Passage shown |

════════════════

Parliament is also pushing to increase pensions for the elderly over the age of 65,…starting
with people whose incomes are in the bottom 70 percent. (Korean)
“You need more than seven billion dollars to fund pensions for senior citizens over
the age of 65 and within 20 to 30 years this could put a huge burden on tax payers.” We’ve heard from the Park camp that she will
try to expand welfare without directly raising taxes.
Will these creative measures succeed? Experts say, welfare is not free and somebody
has to pay for it. And the society will need to have some kind of consensus of how much
resource will be spent on certain welfare programs.

════════════════

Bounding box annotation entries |
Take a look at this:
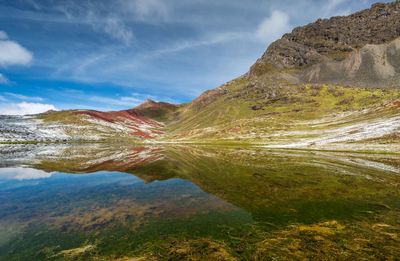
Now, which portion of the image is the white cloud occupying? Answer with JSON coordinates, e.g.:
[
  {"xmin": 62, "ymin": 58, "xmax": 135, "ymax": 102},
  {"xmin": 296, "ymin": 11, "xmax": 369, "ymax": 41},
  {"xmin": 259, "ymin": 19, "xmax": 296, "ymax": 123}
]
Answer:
[
  {"xmin": 0, "ymin": 73, "xmax": 10, "ymax": 84},
  {"xmin": 125, "ymin": 0, "xmax": 169, "ymax": 20},
  {"xmin": 0, "ymin": 167, "xmax": 52, "ymax": 180},
  {"xmin": 256, "ymin": 10, "xmax": 291, "ymax": 43},
  {"xmin": 0, "ymin": 102, "xmax": 56, "ymax": 115},
  {"xmin": 0, "ymin": 31, "xmax": 8, "ymax": 40},
  {"xmin": 86, "ymin": 11, "xmax": 134, "ymax": 45},
  {"xmin": 4, "ymin": 92, "xmax": 43, "ymax": 102},
  {"xmin": 0, "ymin": 31, "xmax": 33, "ymax": 67}
]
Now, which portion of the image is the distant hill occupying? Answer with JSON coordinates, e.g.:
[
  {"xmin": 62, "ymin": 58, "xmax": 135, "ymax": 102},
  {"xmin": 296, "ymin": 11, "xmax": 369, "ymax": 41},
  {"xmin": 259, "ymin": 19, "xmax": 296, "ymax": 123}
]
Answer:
[{"xmin": 0, "ymin": 1, "xmax": 400, "ymax": 151}]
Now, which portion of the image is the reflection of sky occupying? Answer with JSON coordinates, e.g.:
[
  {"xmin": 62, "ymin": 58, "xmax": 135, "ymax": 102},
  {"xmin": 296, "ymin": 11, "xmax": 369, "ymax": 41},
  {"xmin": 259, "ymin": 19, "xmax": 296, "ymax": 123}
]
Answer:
[{"xmin": 0, "ymin": 167, "xmax": 143, "ymax": 190}]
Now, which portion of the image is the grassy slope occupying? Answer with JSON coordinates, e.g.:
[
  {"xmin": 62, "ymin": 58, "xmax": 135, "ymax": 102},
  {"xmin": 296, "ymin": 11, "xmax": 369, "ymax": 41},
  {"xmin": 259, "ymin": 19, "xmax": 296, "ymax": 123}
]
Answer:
[{"xmin": 163, "ymin": 77, "xmax": 400, "ymax": 145}]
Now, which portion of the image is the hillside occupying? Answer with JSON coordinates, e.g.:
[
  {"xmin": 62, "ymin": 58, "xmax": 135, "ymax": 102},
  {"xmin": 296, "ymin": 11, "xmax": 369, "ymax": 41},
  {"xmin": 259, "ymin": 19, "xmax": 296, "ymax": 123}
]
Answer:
[
  {"xmin": 162, "ymin": 1, "xmax": 400, "ymax": 150},
  {"xmin": 0, "ymin": 1, "xmax": 400, "ymax": 151}
]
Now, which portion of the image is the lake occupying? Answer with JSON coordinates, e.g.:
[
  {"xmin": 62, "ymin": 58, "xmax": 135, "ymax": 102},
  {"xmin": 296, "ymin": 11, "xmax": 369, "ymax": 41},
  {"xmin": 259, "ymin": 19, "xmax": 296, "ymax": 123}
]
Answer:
[{"xmin": 0, "ymin": 144, "xmax": 400, "ymax": 260}]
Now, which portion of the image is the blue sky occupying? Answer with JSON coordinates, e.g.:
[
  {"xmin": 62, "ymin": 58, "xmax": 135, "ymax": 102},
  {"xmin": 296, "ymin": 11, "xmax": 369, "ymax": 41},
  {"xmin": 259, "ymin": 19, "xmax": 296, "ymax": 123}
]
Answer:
[{"xmin": 0, "ymin": 0, "xmax": 390, "ymax": 114}]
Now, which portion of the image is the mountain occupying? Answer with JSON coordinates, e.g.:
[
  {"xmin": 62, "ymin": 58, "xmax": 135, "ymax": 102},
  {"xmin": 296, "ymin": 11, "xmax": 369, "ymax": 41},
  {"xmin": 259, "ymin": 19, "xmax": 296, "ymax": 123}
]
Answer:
[
  {"xmin": 167, "ymin": 1, "xmax": 400, "ymax": 147},
  {"xmin": 0, "ymin": 1, "xmax": 400, "ymax": 151}
]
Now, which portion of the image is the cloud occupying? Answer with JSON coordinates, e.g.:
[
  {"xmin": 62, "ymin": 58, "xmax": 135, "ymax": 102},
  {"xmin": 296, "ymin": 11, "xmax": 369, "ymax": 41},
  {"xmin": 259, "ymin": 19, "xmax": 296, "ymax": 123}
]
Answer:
[
  {"xmin": 0, "ymin": 102, "xmax": 57, "ymax": 115},
  {"xmin": 86, "ymin": 11, "xmax": 134, "ymax": 45},
  {"xmin": 0, "ymin": 31, "xmax": 33, "ymax": 67},
  {"xmin": 125, "ymin": 0, "xmax": 169, "ymax": 21},
  {"xmin": 0, "ymin": 167, "xmax": 53, "ymax": 180},
  {"xmin": 256, "ymin": 11, "xmax": 291, "ymax": 43},
  {"xmin": 4, "ymin": 92, "xmax": 43, "ymax": 102},
  {"xmin": 0, "ymin": 73, "xmax": 10, "ymax": 85}
]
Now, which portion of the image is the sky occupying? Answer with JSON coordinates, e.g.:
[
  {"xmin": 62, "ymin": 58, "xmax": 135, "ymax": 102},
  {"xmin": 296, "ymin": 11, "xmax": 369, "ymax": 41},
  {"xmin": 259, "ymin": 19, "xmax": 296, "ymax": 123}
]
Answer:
[{"xmin": 0, "ymin": 0, "xmax": 389, "ymax": 115}]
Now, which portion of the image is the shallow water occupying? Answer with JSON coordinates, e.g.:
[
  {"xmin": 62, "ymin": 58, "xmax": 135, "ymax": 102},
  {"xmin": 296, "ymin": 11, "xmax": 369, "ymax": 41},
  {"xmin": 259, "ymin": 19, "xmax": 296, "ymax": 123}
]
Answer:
[{"xmin": 0, "ymin": 144, "xmax": 400, "ymax": 260}]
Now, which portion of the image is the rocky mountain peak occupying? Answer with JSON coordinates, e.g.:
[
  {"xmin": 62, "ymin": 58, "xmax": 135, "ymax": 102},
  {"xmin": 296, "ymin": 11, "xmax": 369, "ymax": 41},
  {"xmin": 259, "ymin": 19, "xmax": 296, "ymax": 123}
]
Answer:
[{"xmin": 250, "ymin": 1, "xmax": 400, "ymax": 75}]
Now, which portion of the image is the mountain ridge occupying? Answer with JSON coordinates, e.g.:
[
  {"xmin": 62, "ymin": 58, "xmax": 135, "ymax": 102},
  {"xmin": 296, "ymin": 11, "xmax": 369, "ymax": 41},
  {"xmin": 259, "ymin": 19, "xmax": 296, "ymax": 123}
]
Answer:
[{"xmin": 0, "ymin": 1, "xmax": 400, "ymax": 148}]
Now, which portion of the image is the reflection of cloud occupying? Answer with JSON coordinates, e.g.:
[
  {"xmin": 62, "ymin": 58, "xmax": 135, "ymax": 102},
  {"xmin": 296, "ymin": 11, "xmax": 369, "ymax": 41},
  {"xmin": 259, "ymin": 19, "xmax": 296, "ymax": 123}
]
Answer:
[{"xmin": 0, "ymin": 167, "xmax": 53, "ymax": 180}]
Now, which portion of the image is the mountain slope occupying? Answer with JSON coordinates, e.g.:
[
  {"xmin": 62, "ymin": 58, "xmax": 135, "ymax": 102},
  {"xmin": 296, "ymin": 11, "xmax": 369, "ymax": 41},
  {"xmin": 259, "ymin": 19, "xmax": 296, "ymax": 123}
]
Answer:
[
  {"xmin": 163, "ymin": 1, "xmax": 400, "ymax": 146},
  {"xmin": 0, "ymin": 102, "xmax": 164, "ymax": 142},
  {"xmin": 0, "ymin": 1, "xmax": 400, "ymax": 148}
]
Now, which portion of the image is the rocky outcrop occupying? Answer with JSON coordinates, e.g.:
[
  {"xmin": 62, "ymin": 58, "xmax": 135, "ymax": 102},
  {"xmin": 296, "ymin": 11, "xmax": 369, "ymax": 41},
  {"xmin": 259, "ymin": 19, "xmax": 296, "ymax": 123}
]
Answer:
[
  {"xmin": 250, "ymin": 1, "xmax": 400, "ymax": 75},
  {"xmin": 300, "ymin": 38, "xmax": 400, "ymax": 87}
]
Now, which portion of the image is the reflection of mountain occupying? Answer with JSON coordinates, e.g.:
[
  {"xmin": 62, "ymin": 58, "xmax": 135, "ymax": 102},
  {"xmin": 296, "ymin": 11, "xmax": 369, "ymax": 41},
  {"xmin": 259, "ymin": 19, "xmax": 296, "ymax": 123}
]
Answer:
[{"xmin": 5, "ymin": 145, "xmax": 400, "ymax": 223}]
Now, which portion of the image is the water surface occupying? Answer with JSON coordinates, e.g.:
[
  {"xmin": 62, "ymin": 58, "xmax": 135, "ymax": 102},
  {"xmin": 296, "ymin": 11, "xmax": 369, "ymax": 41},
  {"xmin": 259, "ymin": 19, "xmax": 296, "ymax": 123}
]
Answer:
[{"xmin": 0, "ymin": 144, "xmax": 400, "ymax": 260}]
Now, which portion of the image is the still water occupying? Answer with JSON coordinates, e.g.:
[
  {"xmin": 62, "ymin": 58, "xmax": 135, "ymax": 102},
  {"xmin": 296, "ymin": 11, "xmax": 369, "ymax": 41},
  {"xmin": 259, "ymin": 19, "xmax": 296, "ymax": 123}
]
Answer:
[{"xmin": 0, "ymin": 144, "xmax": 400, "ymax": 260}]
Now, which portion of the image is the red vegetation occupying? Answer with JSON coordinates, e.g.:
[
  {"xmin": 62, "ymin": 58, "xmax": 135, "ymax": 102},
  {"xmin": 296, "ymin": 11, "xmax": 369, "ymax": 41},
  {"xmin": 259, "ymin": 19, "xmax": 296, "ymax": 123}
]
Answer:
[{"xmin": 77, "ymin": 109, "xmax": 164, "ymax": 139}]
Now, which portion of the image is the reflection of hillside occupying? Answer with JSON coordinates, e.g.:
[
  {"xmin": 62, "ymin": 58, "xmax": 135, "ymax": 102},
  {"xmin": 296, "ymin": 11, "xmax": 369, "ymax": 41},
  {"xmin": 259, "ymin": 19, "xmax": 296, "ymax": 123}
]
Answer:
[
  {"xmin": 134, "ymin": 147, "xmax": 400, "ymax": 223},
  {"xmin": 5, "ymin": 145, "xmax": 400, "ymax": 223}
]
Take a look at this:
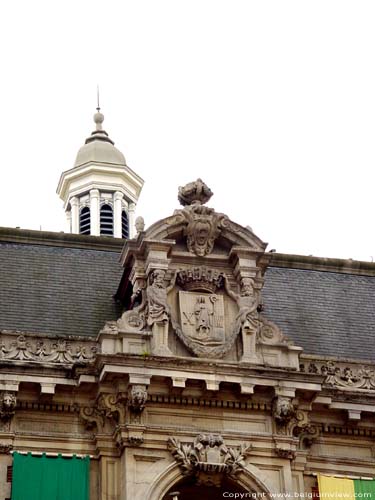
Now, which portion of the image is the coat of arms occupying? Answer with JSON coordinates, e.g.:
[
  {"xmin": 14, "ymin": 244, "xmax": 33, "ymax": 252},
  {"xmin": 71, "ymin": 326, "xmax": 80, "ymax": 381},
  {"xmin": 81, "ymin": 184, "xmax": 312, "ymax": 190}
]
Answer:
[{"xmin": 179, "ymin": 291, "xmax": 225, "ymax": 356}]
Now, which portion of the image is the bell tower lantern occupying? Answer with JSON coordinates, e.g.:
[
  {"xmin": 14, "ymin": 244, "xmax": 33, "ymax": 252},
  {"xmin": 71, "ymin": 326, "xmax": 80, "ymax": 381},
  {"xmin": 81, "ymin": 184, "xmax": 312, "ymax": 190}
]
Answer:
[{"xmin": 57, "ymin": 107, "xmax": 144, "ymax": 238}]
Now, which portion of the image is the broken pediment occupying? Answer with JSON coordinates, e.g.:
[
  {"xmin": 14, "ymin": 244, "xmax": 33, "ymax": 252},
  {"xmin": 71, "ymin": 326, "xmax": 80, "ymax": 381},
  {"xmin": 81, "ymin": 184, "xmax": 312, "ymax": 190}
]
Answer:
[
  {"xmin": 145, "ymin": 179, "xmax": 267, "ymax": 257},
  {"xmin": 101, "ymin": 179, "xmax": 300, "ymax": 367}
]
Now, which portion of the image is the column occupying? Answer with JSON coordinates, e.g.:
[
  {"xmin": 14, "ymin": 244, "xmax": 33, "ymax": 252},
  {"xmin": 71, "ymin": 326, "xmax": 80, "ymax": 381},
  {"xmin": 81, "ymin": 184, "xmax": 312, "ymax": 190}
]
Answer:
[
  {"xmin": 65, "ymin": 210, "xmax": 72, "ymax": 233},
  {"xmin": 113, "ymin": 191, "xmax": 124, "ymax": 238},
  {"xmin": 90, "ymin": 189, "xmax": 100, "ymax": 236},
  {"xmin": 128, "ymin": 203, "xmax": 135, "ymax": 238},
  {"xmin": 70, "ymin": 196, "xmax": 79, "ymax": 234}
]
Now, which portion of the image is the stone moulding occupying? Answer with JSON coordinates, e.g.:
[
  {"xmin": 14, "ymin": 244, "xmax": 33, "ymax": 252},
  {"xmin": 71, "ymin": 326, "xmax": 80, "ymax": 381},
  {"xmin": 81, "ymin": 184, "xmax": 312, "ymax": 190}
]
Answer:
[
  {"xmin": 300, "ymin": 359, "xmax": 375, "ymax": 391},
  {"xmin": 0, "ymin": 332, "xmax": 99, "ymax": 365}
]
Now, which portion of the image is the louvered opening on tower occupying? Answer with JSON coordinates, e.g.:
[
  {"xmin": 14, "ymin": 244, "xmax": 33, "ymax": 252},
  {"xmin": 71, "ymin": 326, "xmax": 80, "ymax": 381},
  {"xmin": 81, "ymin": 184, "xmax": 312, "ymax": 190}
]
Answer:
[
  {"xmin": 79, "ymin": 207, "xmax": 91, "ymax": 234},
  {"xmin": 121, "ymin": 210, "xmax": 129, "ymax": 238},
  {"xmin": 100, "ymin": 204, "xmax": 113, "ymax": 236}
]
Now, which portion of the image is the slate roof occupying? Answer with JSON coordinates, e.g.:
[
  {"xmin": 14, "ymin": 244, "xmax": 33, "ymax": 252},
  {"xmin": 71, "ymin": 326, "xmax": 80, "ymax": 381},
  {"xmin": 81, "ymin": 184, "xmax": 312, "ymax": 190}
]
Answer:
[
  {"xmin": 0, "ymin": 232, "xmax": 122, "ymax": 336},
  {"xmin": 263, "ymin": 267, "xmax": 375, "ymax": 361},
  {"xmin": 0, "ymin": 228, "xmax": 375, "ymax": 360}
]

════════════════

Tasks for this exercise |
• a. Tally the lines in the records that contain the string "hillside", and reply with only that number.
• b. Take the passage on funding pensions and welfare further, starting right after its final sentence.

Answers by task |
• a. 2

• b.
Kim Jae-jin at the Korea Institute for Public Finance says there are many ways to increase
taxes. He says you can revive the underground economy
and collect more taxes. The government could also reduce tax cuts on non-taxable objects,
which would be worth more than 28 billion dollars, and could collect taxes on overdue
payments, which would also add up to more than 28 billion dollars. Another option is
to raise income and corporate taxes which the current Lee Myung-bak administration cut. (Korean)
“As Korea’s society ages fast with low birth rates…the government needs to find stable
sources in tax revenues as the number of taxpayers(working people) will likely decrease in the future.” Well it seems the government needs to work
on how to secure money for more welfare programs. Thank-you Myung-kil. Sure.